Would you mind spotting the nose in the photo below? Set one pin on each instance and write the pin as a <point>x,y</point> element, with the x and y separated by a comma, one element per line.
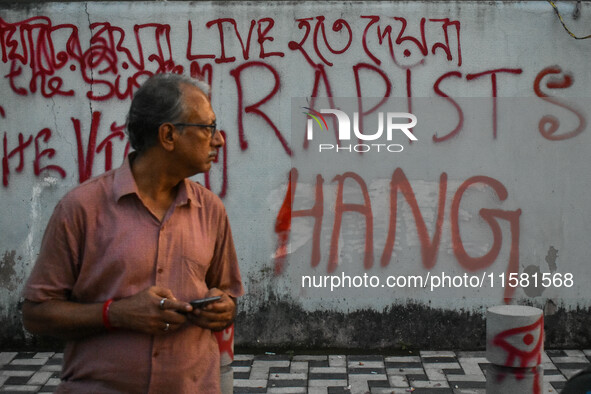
<point>217,140</point>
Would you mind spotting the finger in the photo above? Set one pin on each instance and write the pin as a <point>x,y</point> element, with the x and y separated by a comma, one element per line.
<point>222,305</point>
<point>174,317</point>
<point>162,292</point>
<point>180,306</point>
<point>216,316</point>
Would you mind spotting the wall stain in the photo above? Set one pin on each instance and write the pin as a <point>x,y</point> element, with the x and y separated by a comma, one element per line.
<point>532,290</point>
<point>8,279</point>
<point>551,258</point>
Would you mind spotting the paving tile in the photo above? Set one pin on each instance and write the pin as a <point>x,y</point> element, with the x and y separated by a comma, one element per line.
<point>6,357</point>
<point>398,381</point>
<point>436,353</point>
<point>433,372</point>
<point>309,358</point>
<point>365,364</point>
<point>337,361</point>
<point>433,384</point>
<point>287,390</point>
<point>327,383</point>
<point>405,371</point>
<point>40,378</point>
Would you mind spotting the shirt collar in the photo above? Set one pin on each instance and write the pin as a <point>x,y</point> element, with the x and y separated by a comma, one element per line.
<point>124,184</point>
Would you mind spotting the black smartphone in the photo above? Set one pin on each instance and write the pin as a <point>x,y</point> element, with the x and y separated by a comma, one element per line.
<point>200,303</point>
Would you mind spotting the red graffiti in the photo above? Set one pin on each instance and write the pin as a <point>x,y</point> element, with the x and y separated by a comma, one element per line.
<point>440,93</point>
<point>388,90</point>
<point>429,246</point>
<point>29,43</point>
<point>342,207</point>
<point>254,108</point>
<point>37,64</point>
<point>263,29</point>
<point>493,78</point>
<point>224,188</point>
<point>19,150</point>
<point>320,76</point>
<point>86,159</point>
<point>548,125</point>
<point>489,215</point>
<point>283,222</point>
<point>519,343</point>
<point>319,28</point>
<point>403,42</point>
<point>45,136</point>
<point>24,143</point>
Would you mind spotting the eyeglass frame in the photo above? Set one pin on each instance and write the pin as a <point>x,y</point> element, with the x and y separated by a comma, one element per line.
<point>213,126</point>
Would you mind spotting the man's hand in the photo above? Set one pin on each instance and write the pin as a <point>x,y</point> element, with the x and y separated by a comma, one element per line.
<point>217,315</point>
<point>146,312</point>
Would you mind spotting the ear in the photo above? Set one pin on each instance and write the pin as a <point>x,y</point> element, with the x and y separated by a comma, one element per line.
<point>167,136</point>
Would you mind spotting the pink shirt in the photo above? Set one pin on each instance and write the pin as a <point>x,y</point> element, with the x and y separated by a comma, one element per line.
<point>102,243</point>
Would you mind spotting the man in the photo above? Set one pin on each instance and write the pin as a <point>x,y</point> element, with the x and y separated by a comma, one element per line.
<point>124,253</point>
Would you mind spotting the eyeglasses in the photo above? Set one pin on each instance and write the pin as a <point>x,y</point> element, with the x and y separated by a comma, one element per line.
<point>213,126</point>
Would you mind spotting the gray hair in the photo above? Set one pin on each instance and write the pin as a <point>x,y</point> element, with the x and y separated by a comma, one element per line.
<point>157,101</point>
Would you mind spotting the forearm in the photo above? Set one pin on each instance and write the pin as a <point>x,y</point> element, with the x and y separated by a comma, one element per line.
<point>63,319</point>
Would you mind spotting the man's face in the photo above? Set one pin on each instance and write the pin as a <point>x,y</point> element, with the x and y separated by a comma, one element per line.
<point>197,148</point>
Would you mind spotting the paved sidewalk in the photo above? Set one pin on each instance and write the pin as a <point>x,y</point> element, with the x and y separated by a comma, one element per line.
<point>424,372</point>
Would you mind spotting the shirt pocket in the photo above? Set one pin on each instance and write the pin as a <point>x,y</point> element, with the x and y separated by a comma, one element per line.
<point>192,279</point>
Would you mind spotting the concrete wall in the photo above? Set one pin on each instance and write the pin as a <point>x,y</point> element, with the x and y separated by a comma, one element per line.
<point>489,189</point>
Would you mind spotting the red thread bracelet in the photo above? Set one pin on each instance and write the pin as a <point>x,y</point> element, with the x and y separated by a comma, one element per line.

====

**Goal of the exercise:** A verbatim copy of every record is required, with all pictures excluded.

**Solution to this task:**
Would you mind spotting the nose in the photo below? Set one pin on each instance and write the pin as a <point>x,y</point> element, with the x and y separated by a comma, one element per line.
<point>217,140</point>
Would you mind spotting the finger in the photo above? Set one pin on each instance and write the pin as a <point>x,y</point> element, with the x and y separated by a comma, one element per line.
<point>222,305</point>
<point>174,317</point>
<point>162,292</point>
<point>180,306</point>
<point>216,316</point>
Would you mind spotting the wall stain in the photo above? Set one pin on each instance and write the pin as a <point>x,y</point> element, with the x and y separated by a comma, one element per line.
<point>532,290</point>
<point>8,279</point>
<point>551,258</point>
Would you mind spotting the paving tile in the photo above? Set one pin on each instance and write the pin as a <point>x,y</point> element, with the x and y separated by a comma, one element per line.
<point>6,357</point>
<point>398,381</point>
<point>436,353</point>
<point>433,372</point>
<point>309,358</point>
<point>365,364</point>
<point>337,361</point>
<point>433,384</point>
<point>287,390</point>
<point>327,383</point>
<point>405,371</point>
<point>40,378</point>
Would you mind spotting the shirt collar in the photo above? Set one pin on each instance and write the pin as a <point>x,y</point> element, with the x and y separated by a comma, one element per line.
<point>124,184</point>
Would you mind spotting the black smartphone in the photo above? Set one pin on each instance and write the pin as a <point>x,y</point> element, with the x and y separated by a comma, one element per line.
<point>200,303</point>
Would you mind spotting the red graffiti in the photo above? Set one pin on each instance and write the pin as a <point>x,y</point> element, with the x and y separated by a comma, one element per line.
<point>440,93</point>
<point>388,90</point>
<point>429,246</point>
<point>29,43</point>
<point>342,207</point>
<point>254,108</point>
<point>37,64</point>
<point>263,29</point>
<point>493,78</point>
<point>224,188</point>
<point>19,150</point>
<point>320,76</point>
<point>86,159</point>
<point>548,125</point>
<point>489,215</point>
<point>283,222</point>
<point>519,343</point>
<point>319,28</point>
<point>403,42</point>
<point>45,136</point>
<point>24,143</point>
Would you mind spotting the eyeglass frame in the photo above? Set one pin on each instance and write the pin as a <point>x,y</point> element, with the x and y separated by a comma, one element per line.
<point>213,126</point>
Would you mind spotting the man's hand in the photo above? Set one pin on each instance and write the pin as a <point>x,y</point> element, with the x and y separated by a comma, one element per line.
<point>217,315</point>
<point>146,312</point>
Would you mind spotting the ear in the photo above? Set one pin on each instance and write the pin as a <point>x,y</point> element, with the x and y separated by a comma, one element per line.
<point>167,136</point>
Would you mind spotting the pink shirt in the photo above? Set one pin on each instance and write the pin as a <point>x,y</point> element, with the x and y separated by a comma, one element per line.
<point>102,243</point>
Would you mind spotting the man in the photo above? Set one pin on each instance and write the pin as a <point>x,y</point> element, with the x and y separated by a comma, one element per line.
<point>124,253</point>
Would you mind spotting the eyeglasses in the photo above? Set one pin on each instance and write the pin as a <point>x,y</point> element, with the x and y separated by a comma, one element per line.
<point>213,126</point>
Would you mind spotting the gray hair in the photo above? Set one pin on each instance and write the pin as a <point>x,y</point> element, with the x and y separated by a comma, one element per line.
<point>157,101</point>
Would you mind spotting the forearm in the photo above? Set one pin on each instance and write the pin as a <point>x,y</point> element, with the x and y separated by a comma, one element per line.
<point>63,319</point>
Would you mind spotting the man's face in the photo above? Set one pin on each instance and write the pin as a <point>x,y</point> element, with the x and y separated by a comma, one element per line.
<point>197,148</point>
Would you mind spotting the paved sidewalk in the photo above? Set one pin on each instance and write the pin as a <point>x,y</point> element, with the x and y separated by a comma, one element per line.
<point>424,372</point>
Would you mind spotting the shirt pocket in the photo above? Set one pin on each instance and write the pin as a <point>x,y</point> element, with the x and y separated by a comma, one element per line.
<point>192,279</point>
Would you mind spotting the concrete wall in the photo above? Set one pin on each instance and write the pin as a <point>x,y</point> element, with the x and y separated by a comma, one element per line.
<point>489,189</point>
Would you mind spotting the red thread bracelet in the photo above? Set one pin on each instance and write the pin as a <point>x,y</point> element, with the x and y separated by a comma, one element per line.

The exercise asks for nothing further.